--- START OF PASSAGE TO READ ---

Storing all your thousands of emails in invididual files is like not 
having a home with a front door, but rather living on a grass field of 20x 
40 meters and distributing all your possessions along that field. It 
doesn't contain anything and containment is important. On the level of the 
filesystem, those 20-60k files you might have in your mail are not 
organized at all, they are all just inodes in the inode blocks and 
whatever distribution and possible dispersion they might have along your 
actual disk.

When I first heard of maildir (on the OfflineIMAP front page) (or actually 
just moments before somewhere else) I didn't even know what it was, only 
that it wasn't any good. That was my immediate knowledge. My intuitive 
knowing. And learning what it was, and is, it became immediately clear 
that it was the very same thing as that which caused me to lose those 
emails.

Because I started storing my emails as individual files, in my deeper 
mind, so to speak, they started to lose the sense of being one integral 
collection. They became those dispersed objects on the grass fields. And 
it should come as no surprise that if you organize your possessions that 
way, you will end up losing parts of them and you won't even notice. How 
could you notice? You'd have to scan the entire field or area to know if 
everything is still there.

And all of this is just psychological. It caused me to become unattentive 
and lose my grasp on the containment of my integral datastore of emails. 
And the direct physical result of that was losing entire months of email 
due to a Thunderbird bug, most likely.

Heh, I was so happy (or thought I was) with that IMAPSize program that I 
immediately made a donation to that developer/person/guy. But the (paypal) 
money was never accepted, and even though PayPal itself doesn't offer any 
ways or tools of getting that money back, I just reversed the payment 
through my bank. I need to correct this mistake or several important deals 
with some sellers of certain goods will fall flat on their faces. Without 
the emails that have led up to this point in time, and this point in the 
interactions, I can never complete the deals and the interactions and they 
are just going to ignore any requests I make of them.

--- END OF PASSAGE TO READ ---
--- START OF DATASET ---

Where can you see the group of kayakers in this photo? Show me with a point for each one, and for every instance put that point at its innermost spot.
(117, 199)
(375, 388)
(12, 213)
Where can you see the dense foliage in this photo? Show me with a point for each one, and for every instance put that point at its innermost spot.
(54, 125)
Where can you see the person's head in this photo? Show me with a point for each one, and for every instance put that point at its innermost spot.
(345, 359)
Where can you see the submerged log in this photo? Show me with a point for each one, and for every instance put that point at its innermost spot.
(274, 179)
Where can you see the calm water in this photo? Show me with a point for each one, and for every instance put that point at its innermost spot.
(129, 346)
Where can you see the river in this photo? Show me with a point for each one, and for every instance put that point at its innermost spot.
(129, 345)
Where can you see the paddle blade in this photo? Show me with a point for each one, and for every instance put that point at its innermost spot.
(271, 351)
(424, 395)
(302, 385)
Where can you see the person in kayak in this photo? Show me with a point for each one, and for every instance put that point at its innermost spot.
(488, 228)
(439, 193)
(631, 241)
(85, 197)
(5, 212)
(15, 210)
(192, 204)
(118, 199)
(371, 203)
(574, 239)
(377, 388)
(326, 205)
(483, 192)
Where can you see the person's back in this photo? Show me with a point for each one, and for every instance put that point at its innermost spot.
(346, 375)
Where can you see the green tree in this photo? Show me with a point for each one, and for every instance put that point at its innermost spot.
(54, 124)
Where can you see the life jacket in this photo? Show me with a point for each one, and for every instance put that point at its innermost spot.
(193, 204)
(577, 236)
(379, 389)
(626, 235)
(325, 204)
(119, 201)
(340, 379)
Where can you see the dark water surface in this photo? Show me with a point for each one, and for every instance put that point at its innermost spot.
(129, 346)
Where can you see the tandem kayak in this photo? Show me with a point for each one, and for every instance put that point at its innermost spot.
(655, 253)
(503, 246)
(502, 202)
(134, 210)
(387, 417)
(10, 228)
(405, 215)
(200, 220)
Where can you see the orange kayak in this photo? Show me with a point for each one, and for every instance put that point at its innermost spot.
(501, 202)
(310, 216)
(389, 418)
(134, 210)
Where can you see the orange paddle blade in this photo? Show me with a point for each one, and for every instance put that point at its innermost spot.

--- END OF DATASET ---

REQUIRED ACTIONS »
**a.** List every software program, online service, or mail storage format that the email storage post names.
**b.** Rewrite the paragraph of the email storage post that begins "Heh, I was so happy" in fewer words, keeping its main facts.
**c.** Reproduce the part of the email storage post starting at "When I first" and ending at "is still there.", switching "dispersed objects" to "scattered items".

RESULTS »
**a.**
maildir
OfflineIMAP
Thunderbird
IMAPSize
PayPal

**b.** The writer was so pleased with the IMAPSize program that they donated to its developer right away. The PayPal payment was never accepted. PayPal offers no way to get such money back, so the writer reversed the payment through their bank. The writer must now correct this mistake, or several important deals with sellers of certain goods will fail. Without the emails that led up to this point, the deals can't be completed, and the sellers will ignore any requests.

**c.**
When I first heard of maildir (on the OfflineIMAP front page) (or actually 
just moments before somewhere else) I didn't even know what it was, only 
that it wasn't any good. That was my immediate knowledge. My intuitive 
knowing. And learning what it was, and is, it became immediately clear 
that it was the very same thing as that which caused me to lose those 
emails.

Because I started storing my emails as individual files, in my deeper 
mind, so to speak, they started to lose the sense of being one integral 
collection. They became those scattered items on the grass fields. And 
it should come as no surprise that if you organize your possessions that 
way, you will end up losing parts of them and you won't even notice. How 
could you notice? You'd have to scan the entire field or area to know if 
everything is still there.